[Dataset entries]
━━━

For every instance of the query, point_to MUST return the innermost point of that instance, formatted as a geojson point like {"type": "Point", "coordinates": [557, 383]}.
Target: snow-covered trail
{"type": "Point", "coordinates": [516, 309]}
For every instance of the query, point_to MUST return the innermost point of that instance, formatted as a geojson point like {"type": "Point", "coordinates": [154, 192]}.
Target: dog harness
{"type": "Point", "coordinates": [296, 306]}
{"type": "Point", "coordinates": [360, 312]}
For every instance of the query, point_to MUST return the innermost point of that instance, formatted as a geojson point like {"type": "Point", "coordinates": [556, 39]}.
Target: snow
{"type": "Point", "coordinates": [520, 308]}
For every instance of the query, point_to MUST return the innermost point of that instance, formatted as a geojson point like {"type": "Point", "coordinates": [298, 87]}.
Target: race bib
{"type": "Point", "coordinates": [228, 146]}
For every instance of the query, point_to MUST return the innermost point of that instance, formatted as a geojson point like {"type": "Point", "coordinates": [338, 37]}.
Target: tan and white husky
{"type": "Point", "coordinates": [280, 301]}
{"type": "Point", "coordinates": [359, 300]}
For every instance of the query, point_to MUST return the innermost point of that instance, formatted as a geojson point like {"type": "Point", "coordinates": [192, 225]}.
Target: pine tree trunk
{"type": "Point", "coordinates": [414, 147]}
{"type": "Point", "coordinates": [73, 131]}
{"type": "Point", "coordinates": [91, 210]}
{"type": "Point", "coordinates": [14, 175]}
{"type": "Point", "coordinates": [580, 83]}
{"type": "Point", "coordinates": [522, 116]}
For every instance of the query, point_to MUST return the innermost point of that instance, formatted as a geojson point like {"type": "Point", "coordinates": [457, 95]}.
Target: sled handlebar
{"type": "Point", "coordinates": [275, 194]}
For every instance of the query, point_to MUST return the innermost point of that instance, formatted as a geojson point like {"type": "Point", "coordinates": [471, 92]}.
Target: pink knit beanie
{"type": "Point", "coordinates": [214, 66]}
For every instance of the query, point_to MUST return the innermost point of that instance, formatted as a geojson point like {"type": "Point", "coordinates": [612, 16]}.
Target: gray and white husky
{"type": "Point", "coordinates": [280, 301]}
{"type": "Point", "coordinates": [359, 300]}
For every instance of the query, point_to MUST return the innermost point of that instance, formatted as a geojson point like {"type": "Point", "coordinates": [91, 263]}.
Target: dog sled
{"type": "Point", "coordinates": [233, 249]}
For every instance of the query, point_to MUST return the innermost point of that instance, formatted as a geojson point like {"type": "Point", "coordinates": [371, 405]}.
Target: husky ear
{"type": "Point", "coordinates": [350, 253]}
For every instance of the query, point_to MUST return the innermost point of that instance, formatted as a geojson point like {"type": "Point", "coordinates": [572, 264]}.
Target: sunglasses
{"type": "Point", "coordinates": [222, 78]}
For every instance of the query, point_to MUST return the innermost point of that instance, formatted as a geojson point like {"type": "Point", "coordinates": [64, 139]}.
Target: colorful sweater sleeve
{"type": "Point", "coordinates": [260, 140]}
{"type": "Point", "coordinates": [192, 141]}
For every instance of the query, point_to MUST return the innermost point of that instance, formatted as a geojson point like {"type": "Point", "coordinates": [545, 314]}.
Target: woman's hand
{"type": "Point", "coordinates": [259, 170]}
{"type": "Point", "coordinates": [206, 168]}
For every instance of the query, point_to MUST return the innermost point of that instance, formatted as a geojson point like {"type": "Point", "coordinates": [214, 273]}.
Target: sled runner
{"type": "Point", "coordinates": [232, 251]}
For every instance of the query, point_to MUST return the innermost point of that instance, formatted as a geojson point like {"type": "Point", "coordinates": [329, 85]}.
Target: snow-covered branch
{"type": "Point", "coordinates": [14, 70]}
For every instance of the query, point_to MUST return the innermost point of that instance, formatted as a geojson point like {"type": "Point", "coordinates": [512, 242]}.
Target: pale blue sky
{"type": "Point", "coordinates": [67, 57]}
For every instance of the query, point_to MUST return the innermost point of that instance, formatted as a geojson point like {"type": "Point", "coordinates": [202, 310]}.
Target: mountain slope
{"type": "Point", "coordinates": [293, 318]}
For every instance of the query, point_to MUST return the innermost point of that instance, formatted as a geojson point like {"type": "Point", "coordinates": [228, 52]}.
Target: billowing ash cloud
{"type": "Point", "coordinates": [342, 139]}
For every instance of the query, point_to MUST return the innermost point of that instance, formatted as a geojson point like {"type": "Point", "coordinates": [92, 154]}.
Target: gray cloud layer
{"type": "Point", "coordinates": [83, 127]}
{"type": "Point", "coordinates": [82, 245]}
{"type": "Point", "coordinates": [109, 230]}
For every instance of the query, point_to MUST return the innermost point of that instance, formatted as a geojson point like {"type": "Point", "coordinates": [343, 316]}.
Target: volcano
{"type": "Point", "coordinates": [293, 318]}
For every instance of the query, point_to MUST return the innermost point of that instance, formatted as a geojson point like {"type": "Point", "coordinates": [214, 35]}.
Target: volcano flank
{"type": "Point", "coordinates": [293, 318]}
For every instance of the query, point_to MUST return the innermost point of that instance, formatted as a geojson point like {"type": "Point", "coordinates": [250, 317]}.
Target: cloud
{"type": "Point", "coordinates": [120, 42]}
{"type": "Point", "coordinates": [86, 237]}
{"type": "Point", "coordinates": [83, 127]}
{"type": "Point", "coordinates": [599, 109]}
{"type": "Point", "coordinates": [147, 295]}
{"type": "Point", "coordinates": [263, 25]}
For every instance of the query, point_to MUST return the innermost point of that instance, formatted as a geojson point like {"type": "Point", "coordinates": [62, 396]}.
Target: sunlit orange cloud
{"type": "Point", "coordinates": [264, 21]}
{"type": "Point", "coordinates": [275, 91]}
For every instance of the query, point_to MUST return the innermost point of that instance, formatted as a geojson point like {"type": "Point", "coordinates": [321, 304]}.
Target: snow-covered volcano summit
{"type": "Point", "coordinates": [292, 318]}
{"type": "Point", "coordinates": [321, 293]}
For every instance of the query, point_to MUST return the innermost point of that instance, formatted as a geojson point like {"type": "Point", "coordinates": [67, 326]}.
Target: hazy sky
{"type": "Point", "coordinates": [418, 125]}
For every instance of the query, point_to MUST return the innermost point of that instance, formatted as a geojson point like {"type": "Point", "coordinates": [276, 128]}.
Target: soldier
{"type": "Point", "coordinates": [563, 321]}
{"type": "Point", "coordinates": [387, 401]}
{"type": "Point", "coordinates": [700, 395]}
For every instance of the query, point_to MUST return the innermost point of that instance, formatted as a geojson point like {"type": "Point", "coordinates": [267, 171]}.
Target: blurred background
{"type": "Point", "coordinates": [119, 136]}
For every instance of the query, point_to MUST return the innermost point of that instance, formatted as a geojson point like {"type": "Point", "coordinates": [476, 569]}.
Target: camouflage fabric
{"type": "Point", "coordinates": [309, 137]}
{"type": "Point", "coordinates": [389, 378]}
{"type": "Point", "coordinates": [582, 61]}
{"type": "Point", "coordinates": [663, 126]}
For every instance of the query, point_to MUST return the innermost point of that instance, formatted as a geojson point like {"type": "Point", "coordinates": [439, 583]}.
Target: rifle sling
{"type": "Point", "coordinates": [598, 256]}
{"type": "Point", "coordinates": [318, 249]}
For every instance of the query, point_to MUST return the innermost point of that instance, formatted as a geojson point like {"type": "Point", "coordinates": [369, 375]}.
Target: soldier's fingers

━━━

### [WORK TO BE COMPLETED]
Nothing in the records may be left out; transcribe all of them exactly.

### [ANSWER TO THIS EXERCISE]
For every instance of the query, point_to MUST return the innermost point of that instance, formatted as a geojson point like {"type": "Point", "coordinates": [557, 383]}.
Target: snow-covered trail
{"type": "Point", "coordinates": [516, 309]}
For every instance of the query, point_to MUST return the innermost point of that instance, formatted as a geojson point like {"type": "Point", "coordinates": [154, 192]}.
Target: dog harness
{"type": "Point", "coordinates": [296, 306]}
{"type": "Point", "coordinates": [360, 312]}
For every instance of the query, point_to MUST return the innermost point of that instance, formatted as a geojson point like {"type": "Point", "coordinates": [556, 39]}.
Target: snow
{"type": "Point", "coordinates": [520, 308]}
For every instance of the query, point_to MUST return the innermost point of that instance, formatted as a geojson point like {"type": "Point", "coordinates": [298, 87]}.
Target: race bib
{"type": "Point", "coordinates": [228, 146]}
For every instance of the query, point_to MUST return the innermost point of that instance, formatted as a geojson point like {"type": "Point", "coordinates": [338, 37]}.
Target: tan and white husky
{"type": "Point", "coordinates": [280, 301]}
{"type": "Point", "coordinates": [359, 300]}
For every instance of the query, point_to MUST return the innermost point of that instance, formatted as a geojson point like {"type": "Point", "coordinates": [192, 225]}.
Target: pine tree trunk
{"type": "Point", "coordinates": [414, 147]}
{"type": "Point", "coordinates": [73, 131]}
{"type": "Point", "coordinates": [91, 210]}
{"type": "Point", "coordinates": [14, 175]}
{"type": "Point", "coordinates": [580, 83]}
{"type": "Point", "coordinates": [522, 116]}
For every instance of the query, point_to MUST return the innermost point of that instance, formatted as a geojson point like {"type": "Point", "coordinates": [457, 95]}.
Target: sled handlebar
{"type": "Point", "coordinates": [275, 194]}
For every instance of the query, point_to MUST return the innermost point of that instance, formatted as a geojson point like {"type": "Point", "coordinates": [471, 92]}.
Target: pink knit beanie
{"type": "Point", "coordinates": [214, 66]}
For every instance of the query, point_to MUST return the innermost point of that instance, formatted as a geojson point like {"type": "Point", "coordinates": [612, 16]}.
Target: gray and white husky
{"type": "Point", "coordinates": [280, 301]}
{"type": "Point", "coordinates": [359, 300]}
For every instance of the query, point_to MUST return the innermost point of that instance, formatted as a geojson point like {"type": "Point", "coordinates": [91, 263]}.
Target: dog sled
{"type": "Point", "coordinates": [233, 249]}
For every instance of the query, point_to MUST return the innermost point of that instance, formatted as a geojson point like {"type": "Point", "coordinates": [371, 405]}.
Target: husky ear
{"type": "Point", "coordinates": [350, 253]}
For every instance of the query, point_to MUST return the innermost point of that instance, formatted as a geojson point like {"type": "Point", "coordinates": [572, 264]}.
Target: sunglasses
{"type": "Point", "coordinates": [222, 78]}
For every instance of the query, point_to MUST return the innermost point of that instance, formatted as a geojson point like {"type": "Point", "coordinates": [64, 139]}.
Target: colorful sweater sleeve
{"type": "Point", "coordinates": [260, 140]}
{"type": "Point", "coordinates": [192, 141]}
For every instance of the query, point_to MUST return the innermost point of that instance, formatted as a geojson point like {"type": "Point", "coordinates": [545, 314]}.
Target: woman's hand
{"type": "Point", "coordinates": [259, 170]}
{"type": "Point", "coordinates": [206, 168]}
For every instance of the query, point_to MUST return the innermost point of that instance, formatted as a geojson point like {"type": "Point", "coordinates": [214, 273]}.
Target: sled runner
{"type": "Point", "coordinates": [232, 251]}
For every instance of the query, point_to MUST return the innermost point of that instance, formatted as a geojson point like {"type": "Point", "coordinates": [329, 85]}.
Target: snow-covered branch
{"type": "Point", "coordinates": [14, 70]}
For every instance of the query, point_to MUST return the innermost point of that instance, formatted as a geojson point like {"type": "Point", "coordinates": [512, 242]}.
Target: pale blue sky
{"type": "Point", "coordinates": [67, 57]}
For every instance of the query, point_to MUST return the innermost point of that instance, formatted as a geojson point like {"type": "Point", "coordinates": [202, 310]}.
Target: mountain slope
{"type": "Point", "coordinates": [293, 318]}
For every instance of the query, point_to MUST return the innermost point of that instance, formatted as a geojson point like {"type": "Point", "coordinates": [228, 52]}.
Target: billowing ash cloud
{"type": "Point", "coordinates": [342, 139]}
For every instance of the query, point_to MUST return the innermost point of that instance, formatted as a geojson point like {"type": "Point", "coordinates": [92, 154]}.
Target: gray cloud layer
{"type": "Point", "coordinates": [83, 127]}
{"type": "Point", "coordinates": [82, 245]}
{"type": "Point", "coordinates": [109, 230]}
For every instance of the query, point_to MUST return the innermost point of that instance, formatted as a geojson point like {"type": "Point", "coordinates": [343, 316]}.
Target: volcano
{"type": "Point", "coordinates": [293, 318]}
For every instance of the query, point_to MUST return the innermost point of that instance, formatted as a geojson point like {"type": "Point", "coordinates": [214, 35]}.
Target: volcano flank
{"type": "Point", "coordinates": [293, 318]}
For every instance of the query, point_to MUST return the innermost point of that instance, formatted as a geojson point like {"type": "Point", "coordinates": [250, 317]}.
Target: cloud
{"type": "Point", "coordinates": [120, 42]}
{"type": "Point", "coordinates": [86, 237]}
{"type": "Point", "coordinates": [83, 127]}
{"type": "Point", "coordinates": [599, 109]}
{"type": "Point", "coordinates": [147, 295]}
{"type": "Point", "coordinates": [263, 25]}
For every instance of the query, point_to MUST return the innermost point of that instance, formatted as a geojson point like {"type": "Point", "coordinates": [62, 396]}.
Target: sunlit orange cloud
{"type": "Point", "coordinates": [264, 21]}
{"type": "Point", "coordinates": [275, 91]}
For every instance of the query, point_to MUST return the innermost point of that instance, formatted as a geojson point like {"type": "Point", "coordinates": [321, 304]}.
Target: snow-covered volcano summit
{"type": "Point", "coordinates": [292, 318]}
{"type": "Point", "coordinates": [321, 293]}
For every instance of the query, point_to MUST return the innermost point of that instance, formatted as a geojson point like {"type": "Point", "coordinates": [67, 326]}.
Target: hazy sky
{"type": "Point", "coordinates": [418, 125]}
For every instance of the query, point_to MUST return the innermost point of that instance, formatted as a geojson point like {"type": "Point", "coordinates": [276, 128]}.
Target: soldier
{"type": "Point", "coordinates": [563, 321]}
{"type": "Point", "coordinates": [387, 401]}
{"type": "Point", "coordinates": [700, 395]}
For every instance of the query, point_to MUST return the innermost point of that instance, formatted as a geojson point like {"type": "Point", "coordinates": [267, 171]}.
Target: blurred background
{"type": "Point", "coordinates": [119, 136]}
For every instance of the query, point_to MUST return the innermost point of that instance, formatted as a geojson point like {"type": "Point", "coordinates": [476, 569]}.
Target: camouflage fabric
{"type": "Point", "coordinates": [309, 137]}
{"type": "Point", "coordinates": [389, 378]}
{"type": "Point", "coordinates": [582, 61]}
{"type": "Point", "coordinates": [663, 126]}
For every instance of the query, point_to MUST return the innermost point of that instance, formatted as a geojson point like {"type": "Point", "coordinates": [439, 583]}.
Target: rifle sling
{"type": "Point", "coordinates": [598, 256]}
{"type": "Point", "coordinates": [318, 249]}
For every instance of the query, point_to MUST return the innermost point of that instance, formatted as a geojson point like {"type": "Point", "coordinates": [369, 375]}.
Target: soldier's fingers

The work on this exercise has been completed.